§ What you need to do:
Rewrite the data below starting with the line containing "Mark one point on each instance of the billboard" and going on through the line containing "pixel 120 133", swapping "coordinates" for "values" and leaving everything else unchanged.

Named object pointing entries:
(begin)

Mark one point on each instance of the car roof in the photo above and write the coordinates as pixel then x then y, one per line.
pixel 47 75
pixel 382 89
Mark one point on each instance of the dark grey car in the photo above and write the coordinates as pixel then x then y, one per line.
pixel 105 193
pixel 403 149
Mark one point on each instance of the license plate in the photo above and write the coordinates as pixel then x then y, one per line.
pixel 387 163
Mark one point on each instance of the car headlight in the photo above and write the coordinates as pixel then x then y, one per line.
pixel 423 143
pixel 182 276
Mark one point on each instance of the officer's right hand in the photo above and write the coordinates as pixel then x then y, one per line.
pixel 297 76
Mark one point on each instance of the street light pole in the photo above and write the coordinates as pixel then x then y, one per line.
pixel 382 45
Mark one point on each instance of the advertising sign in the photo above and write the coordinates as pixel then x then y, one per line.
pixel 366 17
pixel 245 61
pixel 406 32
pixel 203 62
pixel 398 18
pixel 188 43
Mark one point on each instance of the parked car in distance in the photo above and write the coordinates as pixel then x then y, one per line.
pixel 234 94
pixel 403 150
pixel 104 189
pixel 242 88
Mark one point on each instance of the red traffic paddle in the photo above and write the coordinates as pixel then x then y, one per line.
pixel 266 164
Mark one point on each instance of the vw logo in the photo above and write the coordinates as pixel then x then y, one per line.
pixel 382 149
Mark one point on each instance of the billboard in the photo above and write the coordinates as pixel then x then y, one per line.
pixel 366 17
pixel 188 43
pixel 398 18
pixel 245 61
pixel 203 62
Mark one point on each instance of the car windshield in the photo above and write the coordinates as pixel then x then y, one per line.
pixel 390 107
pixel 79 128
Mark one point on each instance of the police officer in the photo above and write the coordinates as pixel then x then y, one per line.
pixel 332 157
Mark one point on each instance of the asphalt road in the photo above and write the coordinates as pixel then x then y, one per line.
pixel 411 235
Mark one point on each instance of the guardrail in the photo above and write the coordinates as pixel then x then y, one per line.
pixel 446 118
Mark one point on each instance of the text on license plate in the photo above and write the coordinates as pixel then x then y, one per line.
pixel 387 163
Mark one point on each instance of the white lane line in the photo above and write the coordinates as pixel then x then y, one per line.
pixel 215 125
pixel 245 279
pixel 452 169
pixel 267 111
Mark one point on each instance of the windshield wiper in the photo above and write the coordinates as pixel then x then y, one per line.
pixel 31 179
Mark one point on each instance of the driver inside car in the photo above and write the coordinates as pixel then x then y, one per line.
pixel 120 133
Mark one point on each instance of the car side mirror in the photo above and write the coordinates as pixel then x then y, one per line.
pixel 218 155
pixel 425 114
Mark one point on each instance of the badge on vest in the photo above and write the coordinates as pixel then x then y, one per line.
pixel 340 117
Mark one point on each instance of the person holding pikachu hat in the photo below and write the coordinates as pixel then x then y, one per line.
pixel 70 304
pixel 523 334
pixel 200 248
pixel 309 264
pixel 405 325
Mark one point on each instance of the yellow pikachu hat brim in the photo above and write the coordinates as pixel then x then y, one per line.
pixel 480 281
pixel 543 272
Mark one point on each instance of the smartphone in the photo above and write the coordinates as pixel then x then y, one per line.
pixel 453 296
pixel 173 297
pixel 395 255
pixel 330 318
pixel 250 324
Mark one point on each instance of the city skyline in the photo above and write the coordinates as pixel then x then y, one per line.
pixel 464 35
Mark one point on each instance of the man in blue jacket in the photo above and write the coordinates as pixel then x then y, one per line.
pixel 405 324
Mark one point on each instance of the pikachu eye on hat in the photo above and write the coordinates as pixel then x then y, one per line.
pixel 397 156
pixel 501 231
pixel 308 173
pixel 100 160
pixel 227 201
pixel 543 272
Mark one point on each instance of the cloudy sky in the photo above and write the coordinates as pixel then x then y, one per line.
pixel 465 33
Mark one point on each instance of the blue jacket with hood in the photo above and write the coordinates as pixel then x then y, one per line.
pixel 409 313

(end)

§ Solved exercise:
Mark one point on each instance of the billboard in the photo above and write the values as pixel then x then y, one per line.
pixel 366 17
pixel 188 43
pixel 398 18
pixel 245 61
pixel 203 62
Mark one point on each instance of the car windshield in the photo above and write the values as pixel then x then y, one per line.
pixel 390 107
pixel 79 128
Mark one point on each instance of the police officer in the photo above and write the values as pixel then x then y, one per line.
pixel 332 157
Mark one point on each instance of the asphalt road in the photo above and write the values as pixel then x then y, one per line.
pixel 411 235
Mark one point on each instance of the guardrail in the photo above and write the values as pixel then x then y, one per line.
pixel 446 118
Mark one point on each instance of the text on license plate in the photo above and write the values as pixel then x then y, one per line.
pixel 387 163
Mark one point on each instance of the white lane line in the photo above and write the values as pixel then x then y, one per line.
pixel 215 125
pixel 245 279
pixel 452 169
pixel 267 111
Mark one point on each instance of the windshield wiper in the photo above and write the values as pixel then x then y, one per line.
pixel 31 179
Mark one point on each instance of the driver inside car in the photo above and write the values as pixel then x then y, one per line.
pixel 120 133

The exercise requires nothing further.